== DATA EXTRACT

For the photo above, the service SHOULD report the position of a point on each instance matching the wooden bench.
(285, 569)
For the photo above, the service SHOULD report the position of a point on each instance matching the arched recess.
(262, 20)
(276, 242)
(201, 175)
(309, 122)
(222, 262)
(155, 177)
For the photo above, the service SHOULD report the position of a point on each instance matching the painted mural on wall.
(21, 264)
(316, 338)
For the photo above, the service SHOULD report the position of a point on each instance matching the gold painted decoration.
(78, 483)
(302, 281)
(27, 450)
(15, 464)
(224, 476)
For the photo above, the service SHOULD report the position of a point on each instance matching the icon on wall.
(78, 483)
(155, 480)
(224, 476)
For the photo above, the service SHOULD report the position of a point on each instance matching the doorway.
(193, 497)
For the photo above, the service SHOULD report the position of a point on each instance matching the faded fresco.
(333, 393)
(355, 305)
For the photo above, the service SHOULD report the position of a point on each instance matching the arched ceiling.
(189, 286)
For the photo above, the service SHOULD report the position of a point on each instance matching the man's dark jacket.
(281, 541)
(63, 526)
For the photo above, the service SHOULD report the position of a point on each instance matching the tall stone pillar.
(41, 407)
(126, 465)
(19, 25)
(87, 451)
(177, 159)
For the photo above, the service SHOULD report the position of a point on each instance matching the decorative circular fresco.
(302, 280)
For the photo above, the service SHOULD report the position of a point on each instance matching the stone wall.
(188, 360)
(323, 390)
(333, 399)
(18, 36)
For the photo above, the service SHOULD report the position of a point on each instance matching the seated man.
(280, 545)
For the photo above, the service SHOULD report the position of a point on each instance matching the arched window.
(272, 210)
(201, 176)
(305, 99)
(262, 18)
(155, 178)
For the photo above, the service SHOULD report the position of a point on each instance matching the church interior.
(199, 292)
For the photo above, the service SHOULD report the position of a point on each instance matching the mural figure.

====

## THE EXERCISE
Lay out the lines of the records above as a Markdown table with two columns, Row and Line. Put a row number under Row and leave out any blank lines.

## ANSWER TO THIS EXERCISE
| Row | Line |
|---|---|
| 1 | For the photo above, the service SHOULD report the position of a point on each instance matching the wooden bench. |
| 2 | (285, 569) |
| 3 | For the photo above, the service SHOULD report the position of a point on each instance matching the arched recess. |
| 4 | (262, 20) |
| 5 | (276, 242) |
| 6 | (201, 175) |
| 7 | (309, 122) |
| 8 | (222, 262) |
| 9 | (155, 177) |
| 10 | For the photo above, the service SHOULD report the position of a point on each instance matching the painted mural on wall. |
| 11 | (21, 264) |
| 12 | (316, 338) |
| 13 | For the photo above, the service SHOULD report the position of a point on each instance matching the gold painted decoration. |
| 14 | (78, 483) |
| 15 | (302, 281) |
| 16 | (27, 450) |
| 17 | (15, 464) |
| 18 | (224, 476) |
| 19 | For the photo above, the service SHOULD report the position of a point on each instance matching the icon on wall. |
| 20 | (78, 483) |
| 21 | (155, 480) |
| 22 | (224, 476) |
| 23 | For the photo above, the service SHOULD report the position of a point on each instance matching the doorway. |
| 24 | (193, 497) |
| 25 | For the photo above, the service SHOULD report the position of a point on each instance matching the faded fresco. |
| 26 | (333, 393) |
| 27 | (355, 305) |
| 28 | For the photo above, the service SHOULD report the position of a point on each instance matching the arched ceiling. |
| 29 | (189, 286) |
| 30 | For the photo above, the service SHOULD report the position of a point on each instance matching the man's dark jacket. |
| 31 | (281, 541) |
| 32 | (63, 526) |
| 33 | For the photo above, the service SHOULD report the position of a point on each instance matching the tall stone pillar. |
| 34 | (41, 407) |
| 35 | (126, 465) |
| 36 | (19, 25) |
| 37 | (87, 451) |
| 38 | (177, 159) |
| 39 | For the photo above, the service SHOULD report the position of a point on each instance matching the decorative circular fresco. |
| 40 | (302, 280) |
| 41 | For the photo above, the service SHOULD report the position of a point on each instance matching the stone wall. |
| 42 | (188, 360) |
| 43 | (323, 390) |
| 44 | (333, 399) |
| 45 | (18, 36) |
| 46 | For the photo above, the service SHOULD report the position of a point on each instance matching the seated man. |
| 47 | (280, 545) |
| 48 | For the photo above, the service SHOULD report the position of a point on each instance matching the arched window. |
| 49 | (272, 210) |
| 50 | (201, 176) |
| 51 | (305, 99) |
| 52 | (262, 18) |
| 53 | (155, 178) |
| 54 | For the photo above, the service SHOULD report the position of a point on each instance matching the church interior. |
| 55 | (199, 292) |
| 56 | For the photo above, the service SHOULD report the position of a point on each instance matching the mural figure. |